> Stated exercise: Will you quote only the lines starting at the one that contains "of the bunk" and ending with the last line of the listing below, inclusive?

— start —

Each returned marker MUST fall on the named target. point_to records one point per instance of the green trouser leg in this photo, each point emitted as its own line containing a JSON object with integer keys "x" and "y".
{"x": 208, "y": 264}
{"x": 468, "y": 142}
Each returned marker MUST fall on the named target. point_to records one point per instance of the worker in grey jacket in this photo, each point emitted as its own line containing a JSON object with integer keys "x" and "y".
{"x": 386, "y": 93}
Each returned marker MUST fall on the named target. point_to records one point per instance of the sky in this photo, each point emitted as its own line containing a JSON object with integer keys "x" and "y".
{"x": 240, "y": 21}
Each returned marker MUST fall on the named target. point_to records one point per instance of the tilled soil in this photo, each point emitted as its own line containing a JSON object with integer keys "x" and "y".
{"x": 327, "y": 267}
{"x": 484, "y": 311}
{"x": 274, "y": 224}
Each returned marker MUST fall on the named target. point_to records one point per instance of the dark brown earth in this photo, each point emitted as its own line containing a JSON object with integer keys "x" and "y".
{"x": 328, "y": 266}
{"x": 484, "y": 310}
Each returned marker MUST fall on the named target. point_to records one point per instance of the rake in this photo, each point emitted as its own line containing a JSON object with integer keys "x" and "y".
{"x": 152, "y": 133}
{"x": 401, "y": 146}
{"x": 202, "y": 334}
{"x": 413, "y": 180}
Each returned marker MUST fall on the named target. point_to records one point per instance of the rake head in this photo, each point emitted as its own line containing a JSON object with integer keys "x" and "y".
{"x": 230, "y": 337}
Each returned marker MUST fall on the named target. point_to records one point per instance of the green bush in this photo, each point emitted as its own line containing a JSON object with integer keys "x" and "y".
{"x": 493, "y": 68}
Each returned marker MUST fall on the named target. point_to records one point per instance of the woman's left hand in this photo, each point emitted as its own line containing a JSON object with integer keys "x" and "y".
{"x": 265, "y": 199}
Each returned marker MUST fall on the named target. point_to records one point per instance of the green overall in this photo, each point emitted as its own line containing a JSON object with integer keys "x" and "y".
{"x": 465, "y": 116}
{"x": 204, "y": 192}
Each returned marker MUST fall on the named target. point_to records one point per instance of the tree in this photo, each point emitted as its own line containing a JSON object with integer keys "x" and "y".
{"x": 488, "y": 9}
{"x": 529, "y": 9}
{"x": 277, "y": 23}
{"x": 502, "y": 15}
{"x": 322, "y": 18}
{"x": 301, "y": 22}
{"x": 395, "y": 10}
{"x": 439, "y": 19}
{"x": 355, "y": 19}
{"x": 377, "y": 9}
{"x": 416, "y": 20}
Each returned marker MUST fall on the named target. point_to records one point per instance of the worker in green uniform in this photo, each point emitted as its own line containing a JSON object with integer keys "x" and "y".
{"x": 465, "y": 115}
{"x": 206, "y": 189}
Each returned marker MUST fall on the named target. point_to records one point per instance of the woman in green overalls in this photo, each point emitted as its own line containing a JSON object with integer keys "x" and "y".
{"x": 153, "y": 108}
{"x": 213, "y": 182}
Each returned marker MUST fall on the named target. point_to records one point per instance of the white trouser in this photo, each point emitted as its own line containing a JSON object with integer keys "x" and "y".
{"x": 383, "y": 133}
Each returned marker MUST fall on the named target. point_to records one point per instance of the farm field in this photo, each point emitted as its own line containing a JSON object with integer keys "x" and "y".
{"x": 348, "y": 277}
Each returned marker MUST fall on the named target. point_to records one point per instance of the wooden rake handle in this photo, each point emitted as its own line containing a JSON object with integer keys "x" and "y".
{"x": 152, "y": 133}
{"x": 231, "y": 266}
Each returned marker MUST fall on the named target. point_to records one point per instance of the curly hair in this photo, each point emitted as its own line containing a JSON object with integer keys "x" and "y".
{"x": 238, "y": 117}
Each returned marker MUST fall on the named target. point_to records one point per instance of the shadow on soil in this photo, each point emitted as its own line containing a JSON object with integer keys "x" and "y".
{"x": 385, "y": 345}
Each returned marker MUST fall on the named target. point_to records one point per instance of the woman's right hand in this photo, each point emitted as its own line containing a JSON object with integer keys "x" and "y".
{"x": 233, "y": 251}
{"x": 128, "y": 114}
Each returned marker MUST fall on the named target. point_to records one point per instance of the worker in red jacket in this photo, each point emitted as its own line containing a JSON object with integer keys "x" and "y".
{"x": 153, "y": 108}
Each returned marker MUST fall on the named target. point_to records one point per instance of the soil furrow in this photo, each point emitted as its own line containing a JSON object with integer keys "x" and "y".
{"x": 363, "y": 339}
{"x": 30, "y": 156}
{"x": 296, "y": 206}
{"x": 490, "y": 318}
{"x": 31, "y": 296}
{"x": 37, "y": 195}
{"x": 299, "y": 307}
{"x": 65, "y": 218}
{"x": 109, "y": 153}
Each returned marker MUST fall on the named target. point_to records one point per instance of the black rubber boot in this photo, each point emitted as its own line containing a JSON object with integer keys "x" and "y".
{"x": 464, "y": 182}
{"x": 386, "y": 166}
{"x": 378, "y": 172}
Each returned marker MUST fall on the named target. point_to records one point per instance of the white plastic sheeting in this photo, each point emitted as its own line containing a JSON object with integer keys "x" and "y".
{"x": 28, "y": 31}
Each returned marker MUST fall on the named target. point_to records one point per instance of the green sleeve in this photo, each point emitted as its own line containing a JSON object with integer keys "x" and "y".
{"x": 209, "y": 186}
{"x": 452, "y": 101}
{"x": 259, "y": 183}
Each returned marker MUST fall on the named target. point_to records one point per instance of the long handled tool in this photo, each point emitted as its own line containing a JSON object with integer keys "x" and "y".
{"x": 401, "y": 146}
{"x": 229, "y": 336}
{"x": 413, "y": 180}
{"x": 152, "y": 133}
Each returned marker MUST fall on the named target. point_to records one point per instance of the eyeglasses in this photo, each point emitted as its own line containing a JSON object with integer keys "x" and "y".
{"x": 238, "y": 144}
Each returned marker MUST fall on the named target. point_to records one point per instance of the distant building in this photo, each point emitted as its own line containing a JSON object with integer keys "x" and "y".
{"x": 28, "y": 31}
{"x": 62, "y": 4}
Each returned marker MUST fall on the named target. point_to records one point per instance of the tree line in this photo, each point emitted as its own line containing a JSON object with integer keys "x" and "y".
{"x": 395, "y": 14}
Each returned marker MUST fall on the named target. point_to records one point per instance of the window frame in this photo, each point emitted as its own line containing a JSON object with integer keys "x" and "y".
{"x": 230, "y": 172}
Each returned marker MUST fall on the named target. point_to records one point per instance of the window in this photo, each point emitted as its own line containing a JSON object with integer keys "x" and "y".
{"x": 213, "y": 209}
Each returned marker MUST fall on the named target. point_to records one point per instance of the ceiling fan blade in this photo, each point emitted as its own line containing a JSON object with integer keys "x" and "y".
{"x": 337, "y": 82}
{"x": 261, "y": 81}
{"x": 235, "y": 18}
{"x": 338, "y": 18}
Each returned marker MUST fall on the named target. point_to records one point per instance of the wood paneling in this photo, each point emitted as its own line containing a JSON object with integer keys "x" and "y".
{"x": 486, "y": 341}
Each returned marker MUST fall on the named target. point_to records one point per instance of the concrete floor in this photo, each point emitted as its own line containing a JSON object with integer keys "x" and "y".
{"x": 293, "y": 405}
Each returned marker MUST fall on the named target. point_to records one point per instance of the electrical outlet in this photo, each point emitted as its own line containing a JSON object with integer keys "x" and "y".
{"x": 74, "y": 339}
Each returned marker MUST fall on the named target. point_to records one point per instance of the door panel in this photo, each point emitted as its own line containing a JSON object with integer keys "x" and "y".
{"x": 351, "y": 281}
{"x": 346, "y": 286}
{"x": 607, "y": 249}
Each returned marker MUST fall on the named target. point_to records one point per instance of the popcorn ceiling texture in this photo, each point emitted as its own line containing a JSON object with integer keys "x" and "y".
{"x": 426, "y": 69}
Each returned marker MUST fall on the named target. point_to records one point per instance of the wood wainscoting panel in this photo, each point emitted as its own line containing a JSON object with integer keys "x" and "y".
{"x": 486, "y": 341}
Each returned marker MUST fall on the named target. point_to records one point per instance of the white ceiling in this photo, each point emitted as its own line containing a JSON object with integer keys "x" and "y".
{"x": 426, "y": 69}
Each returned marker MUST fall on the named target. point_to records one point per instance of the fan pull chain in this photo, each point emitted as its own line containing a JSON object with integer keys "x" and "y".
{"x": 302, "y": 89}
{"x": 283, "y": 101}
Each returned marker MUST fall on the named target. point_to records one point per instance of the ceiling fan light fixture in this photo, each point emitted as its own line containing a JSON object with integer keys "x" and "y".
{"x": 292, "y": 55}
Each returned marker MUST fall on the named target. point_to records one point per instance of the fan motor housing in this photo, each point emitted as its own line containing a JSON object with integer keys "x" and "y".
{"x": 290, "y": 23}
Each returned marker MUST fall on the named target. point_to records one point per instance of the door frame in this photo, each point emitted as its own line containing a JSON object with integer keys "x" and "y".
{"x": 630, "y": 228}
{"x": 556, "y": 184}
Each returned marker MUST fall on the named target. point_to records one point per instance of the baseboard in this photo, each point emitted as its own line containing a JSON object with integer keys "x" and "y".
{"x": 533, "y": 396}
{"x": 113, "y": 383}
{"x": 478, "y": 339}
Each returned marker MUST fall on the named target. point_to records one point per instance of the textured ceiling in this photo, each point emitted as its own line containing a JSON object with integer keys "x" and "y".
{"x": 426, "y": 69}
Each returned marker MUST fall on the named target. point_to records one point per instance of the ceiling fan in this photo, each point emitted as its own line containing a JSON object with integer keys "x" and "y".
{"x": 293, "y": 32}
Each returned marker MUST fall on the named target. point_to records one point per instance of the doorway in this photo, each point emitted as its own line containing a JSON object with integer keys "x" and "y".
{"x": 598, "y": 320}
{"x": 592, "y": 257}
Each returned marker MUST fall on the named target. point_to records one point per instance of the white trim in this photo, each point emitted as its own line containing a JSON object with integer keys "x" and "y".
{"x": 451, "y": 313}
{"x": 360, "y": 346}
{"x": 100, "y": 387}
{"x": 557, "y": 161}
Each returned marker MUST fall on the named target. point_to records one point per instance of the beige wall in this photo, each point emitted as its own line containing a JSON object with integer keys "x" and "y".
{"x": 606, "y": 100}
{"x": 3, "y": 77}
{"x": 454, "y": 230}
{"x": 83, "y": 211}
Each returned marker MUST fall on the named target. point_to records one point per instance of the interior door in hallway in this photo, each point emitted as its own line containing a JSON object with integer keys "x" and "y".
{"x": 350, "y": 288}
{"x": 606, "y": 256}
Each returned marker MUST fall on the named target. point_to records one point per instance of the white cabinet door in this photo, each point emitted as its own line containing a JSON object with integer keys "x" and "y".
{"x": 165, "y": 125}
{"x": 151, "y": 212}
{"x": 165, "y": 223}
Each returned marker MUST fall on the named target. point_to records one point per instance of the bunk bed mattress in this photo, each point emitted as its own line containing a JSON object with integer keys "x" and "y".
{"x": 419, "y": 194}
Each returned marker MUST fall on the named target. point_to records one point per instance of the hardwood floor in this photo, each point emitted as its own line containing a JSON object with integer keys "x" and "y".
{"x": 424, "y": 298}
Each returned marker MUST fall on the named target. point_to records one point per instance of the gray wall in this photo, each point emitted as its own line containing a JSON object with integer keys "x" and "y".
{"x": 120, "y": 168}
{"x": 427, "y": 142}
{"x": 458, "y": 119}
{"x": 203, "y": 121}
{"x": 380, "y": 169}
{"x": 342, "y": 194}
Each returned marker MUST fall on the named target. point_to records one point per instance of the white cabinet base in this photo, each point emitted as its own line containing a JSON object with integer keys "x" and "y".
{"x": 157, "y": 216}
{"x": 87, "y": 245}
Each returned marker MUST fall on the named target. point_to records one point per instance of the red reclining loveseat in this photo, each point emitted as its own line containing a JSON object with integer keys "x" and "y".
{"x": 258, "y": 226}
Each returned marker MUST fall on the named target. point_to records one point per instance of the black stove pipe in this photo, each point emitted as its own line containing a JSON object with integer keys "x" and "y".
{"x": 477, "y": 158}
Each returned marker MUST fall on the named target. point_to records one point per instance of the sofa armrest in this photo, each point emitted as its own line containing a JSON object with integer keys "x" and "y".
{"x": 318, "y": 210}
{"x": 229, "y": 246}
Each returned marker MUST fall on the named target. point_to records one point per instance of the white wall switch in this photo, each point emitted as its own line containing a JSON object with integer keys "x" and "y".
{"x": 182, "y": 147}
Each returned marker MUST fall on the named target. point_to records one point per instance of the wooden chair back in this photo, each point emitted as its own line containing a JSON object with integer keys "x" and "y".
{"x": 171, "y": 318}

— end —

> Answer to the task:
Each returned marker MUST fall on the named target. point_to records one point per instance of the bunk bed mattress in this photo, each point emitted as its own line containing a JSON object with integer keys "x" and "y".
{"x": 419, "y": 194}
Each returned marker MUST fall on the named target. point_to records one point per instance of the hardwood floor in this photo, each point emitted as its own line containing a JSON object with integer keys "x" and "y".
{"x": 424, "y": 298}
Each returned marker MUST fall on the named target. point_to records one point per instance of the gray wall in this photo, each point emitted as its own line containing a JSON object with integer keys "x" and "y".
{"x": 120, "y": 168}
{"x": 427, "y": 142}
{"x": 458, "y": 119}
{"x": 203, "y": 121}
{"x": 380, "y": 169}
{"x": 342, "y": 194}
Each returned marker MUST fall on the named target. point_to records one point per instance of the white cabinet base in this photo, each point emitted as its own line containing a JSON object with integer keys "x" and "y".
{"x": 157, "y": 216}
{"x": 87, "y": 245}
Each returned marker MUST fall on the named target. point_to records one point per instance of the red reclining loveseat in this photo, each point emitted as its own line containing a JSON object with integer keys "x" and "y".
{"x": 258, "y": 226}
Each returned marker MUST fall on the named target. point_to records one point per instance of the black stove pipe in this photo, each point emitted as its own line containing a JSON object with integer keys "x" and "y".
{"x": 477, "y": 158}
Each returned marker MUST fall on the named target. point_to records one point per instance of the sofa armrest in this photo, each point emitted as its own line containing a JSON object with integer keys "x" and "y".
{"x": 318, "y": 210}
{"x": 229, "y": 246}
Each returned marker MUST fall on the named target. point_to records one point per instance of the white wall switch in this photo, each point emitted as its own line containing a JSON object with integer keys "x" and "y".
{"x": 182, "y": 147}
Each returned marker MUST fall on the named target. point_to records one point per instance of the wooden chair back in this photo, each point emitted as its own line containing a JSON object with integer keys "x" and "y".
{"x": 171, "y": 318}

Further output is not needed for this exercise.